··· Excerpted data

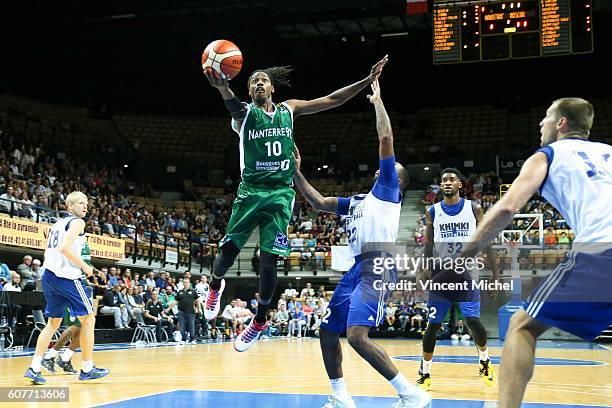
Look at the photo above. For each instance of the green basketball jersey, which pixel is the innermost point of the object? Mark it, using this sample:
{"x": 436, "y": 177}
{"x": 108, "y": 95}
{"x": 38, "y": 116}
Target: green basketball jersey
{"x": 266, "y": 146}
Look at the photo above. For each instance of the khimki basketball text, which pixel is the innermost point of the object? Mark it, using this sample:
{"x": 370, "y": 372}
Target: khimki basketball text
{"x": 405, "y": 262}
{"x": 427, "y": 285}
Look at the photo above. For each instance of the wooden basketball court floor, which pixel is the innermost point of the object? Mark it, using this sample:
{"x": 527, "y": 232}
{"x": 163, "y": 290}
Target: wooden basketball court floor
{"x": 289, "y": 373}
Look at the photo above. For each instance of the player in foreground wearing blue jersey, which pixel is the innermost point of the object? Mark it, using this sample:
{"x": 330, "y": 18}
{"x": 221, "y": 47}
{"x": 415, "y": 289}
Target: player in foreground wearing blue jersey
{"x": 63, "y": 287}
{"x": 575, "y": 176}
{"x": 357, "y": 305}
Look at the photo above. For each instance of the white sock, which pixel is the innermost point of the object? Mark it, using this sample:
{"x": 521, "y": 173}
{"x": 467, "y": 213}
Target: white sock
{"x": 339, "y": 389}
{"x": 401, "y": 385}
{"x": 36, "y": 367}
{"x": 427, "y": 366}
{"x": 484, "y": 355}
{"x": 67, "y": 355}
{"x": 87, "y": 366}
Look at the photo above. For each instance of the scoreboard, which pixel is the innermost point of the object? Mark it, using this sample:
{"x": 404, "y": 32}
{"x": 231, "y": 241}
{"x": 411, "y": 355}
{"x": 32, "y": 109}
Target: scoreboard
{"x": 491, "y": 30}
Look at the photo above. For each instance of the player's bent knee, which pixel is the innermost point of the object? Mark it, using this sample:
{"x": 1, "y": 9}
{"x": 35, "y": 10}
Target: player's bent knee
{"x": 522, "y": 321}
{"x": 55, "y": 322}
{"x": 429, "y": 338}
{"x": 357, "y": 338}
{"x": 519, "y": 320}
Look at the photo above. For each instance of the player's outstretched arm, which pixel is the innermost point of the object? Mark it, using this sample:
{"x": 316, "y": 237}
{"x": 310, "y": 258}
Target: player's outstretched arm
{"x": 424, "y": 273}
{"x": 337, "y": 98}
{"x": 532, "y": 175}
{"x": 383, "y": 123}
{"x": 236, "y": 108}
{"x": 77, "y": 227}
{"x": 316, "y": 200}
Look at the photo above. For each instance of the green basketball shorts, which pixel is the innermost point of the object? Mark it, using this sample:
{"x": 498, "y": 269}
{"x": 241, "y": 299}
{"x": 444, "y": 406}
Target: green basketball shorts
{"x": 269, "y": 208}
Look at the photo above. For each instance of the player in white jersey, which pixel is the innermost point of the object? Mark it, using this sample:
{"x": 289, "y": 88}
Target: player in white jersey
{"x": 574, "y": 175}
{"x": 450, "y": 224}
{"x": 63, "y": 287}
{"x": 358, "y": 303}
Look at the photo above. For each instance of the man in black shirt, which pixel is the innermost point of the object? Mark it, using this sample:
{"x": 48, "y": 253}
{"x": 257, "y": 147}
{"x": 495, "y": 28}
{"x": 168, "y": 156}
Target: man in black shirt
{"x": 154, "y": 313}
{"x": 187, "y": 298}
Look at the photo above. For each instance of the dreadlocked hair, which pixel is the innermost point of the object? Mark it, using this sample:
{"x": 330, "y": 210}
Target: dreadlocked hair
{"x": 278, "y": 75}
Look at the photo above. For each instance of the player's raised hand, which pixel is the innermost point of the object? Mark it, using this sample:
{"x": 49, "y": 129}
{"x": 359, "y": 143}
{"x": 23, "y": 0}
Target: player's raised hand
{"x": 215, "y": 79}
{"x": 377, "y": 68}
{"x": 375, "y": 96}
{"x": 297, "y": 158}
{"x": 88, "y": 270}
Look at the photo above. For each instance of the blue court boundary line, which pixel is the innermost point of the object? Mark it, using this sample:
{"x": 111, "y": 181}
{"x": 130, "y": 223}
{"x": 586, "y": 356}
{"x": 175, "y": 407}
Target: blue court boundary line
{"x": 542, "y": 344}
{"x": 438, "y": 400}
{"x": 113, "y": 346}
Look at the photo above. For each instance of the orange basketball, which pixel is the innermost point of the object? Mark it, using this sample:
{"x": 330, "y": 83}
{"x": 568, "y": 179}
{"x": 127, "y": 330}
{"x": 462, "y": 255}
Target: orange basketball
{"x": 223, "y": 58}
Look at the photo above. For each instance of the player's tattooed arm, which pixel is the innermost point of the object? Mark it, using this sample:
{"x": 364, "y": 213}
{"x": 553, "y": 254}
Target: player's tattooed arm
{"x": 491, "y": 259}
{"x": 532, "y": 175}
{"x": 336, "y": 98}
{"x": 383, "y": 123}
{"x": 423, "y": 274}
{"x": 311, "y": 194}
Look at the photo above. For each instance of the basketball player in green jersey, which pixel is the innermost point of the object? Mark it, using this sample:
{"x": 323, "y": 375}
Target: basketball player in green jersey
{"x": 70, "y": 334}
{"x": 265, "y": 196}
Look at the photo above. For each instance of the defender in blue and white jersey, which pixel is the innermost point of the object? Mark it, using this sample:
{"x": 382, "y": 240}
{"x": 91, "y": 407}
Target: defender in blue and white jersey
{"x": 63, "y": 288}
{"x": 357, "y": 304}
{"x": 450, "y": 225}
{"x": 574, "y": 175}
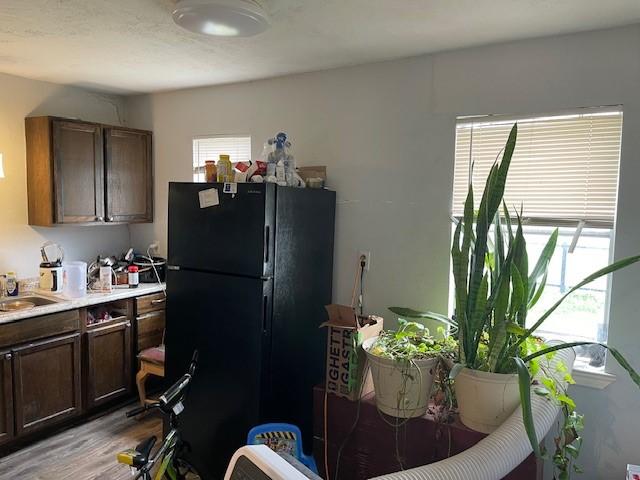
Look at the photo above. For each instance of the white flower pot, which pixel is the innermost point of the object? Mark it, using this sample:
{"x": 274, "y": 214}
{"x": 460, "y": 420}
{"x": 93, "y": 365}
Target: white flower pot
{"x": 485, "y": 400}
{"x": 402, "y": 390}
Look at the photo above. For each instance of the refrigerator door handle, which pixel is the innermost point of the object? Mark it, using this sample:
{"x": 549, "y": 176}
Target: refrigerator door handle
{"x": 265, "y": 303}
{"x": 267, "y": 237}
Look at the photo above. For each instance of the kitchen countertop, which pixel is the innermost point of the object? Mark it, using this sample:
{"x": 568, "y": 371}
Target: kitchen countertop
{"x": 66, "y": 303}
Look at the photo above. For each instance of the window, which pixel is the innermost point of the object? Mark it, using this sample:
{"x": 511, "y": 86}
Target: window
{"x": 211, "y": 147}
{"x": 564, "y": 173}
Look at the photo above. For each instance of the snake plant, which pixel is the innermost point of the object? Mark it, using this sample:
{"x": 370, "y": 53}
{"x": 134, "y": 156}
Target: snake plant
{"x": 496, "y": 285}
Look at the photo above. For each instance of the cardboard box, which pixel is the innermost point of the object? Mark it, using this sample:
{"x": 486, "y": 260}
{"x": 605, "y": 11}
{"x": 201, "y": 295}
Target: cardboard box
{"x": 346, "y": 372}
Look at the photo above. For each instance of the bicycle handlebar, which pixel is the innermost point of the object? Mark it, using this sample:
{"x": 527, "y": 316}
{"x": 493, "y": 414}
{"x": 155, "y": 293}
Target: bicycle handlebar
{"x": 172, "y": 393}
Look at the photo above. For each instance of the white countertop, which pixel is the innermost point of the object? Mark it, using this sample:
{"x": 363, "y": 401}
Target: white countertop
{"x": 66, "y": 303}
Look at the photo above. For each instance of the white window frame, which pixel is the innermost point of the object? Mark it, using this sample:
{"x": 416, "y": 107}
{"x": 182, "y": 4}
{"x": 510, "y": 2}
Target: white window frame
{"x": 199, "y": 169}
{"x": 583, "y": 374}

······

* What the task asks
Reproduce everything in the listing from the line containing "Look at the photo above. For each instance of the bicycle" down to the end of the listing, with 34 added to every x and y coordinate in the answers. Copy the requests and their sample coordinates unchanged.

* Solution to this exercise
Look at the photo above. For each instance of the bicycle handlebar, which pixel is the innermost point of the object? Mark it, using this sample:
{"x": 527, "y": 316}
{"x": 493, "y": 414}
{"x": 155, "y": 293}
Target: bicycle handlebar
{"x": 206, "y": 427}
Look at the photo above. For each instance of the white countertop, which pixel is the innermost point of the object? Mark it, using this sample:
{"x": 363, "y": 401}
Target: white countertop
{"x": 100, "y": 337}
Look at the photo above. For each instance of the white window frame, which pixel is the innermost point of the object? Mark it, using this sample:
{"x": 416, "y": 107}
{"x": 182, "y": 4}
{"x": 510, "y": 2}
Target: white window frame
{"x": 233, "y": 203}
{"x": 617, "y": 408}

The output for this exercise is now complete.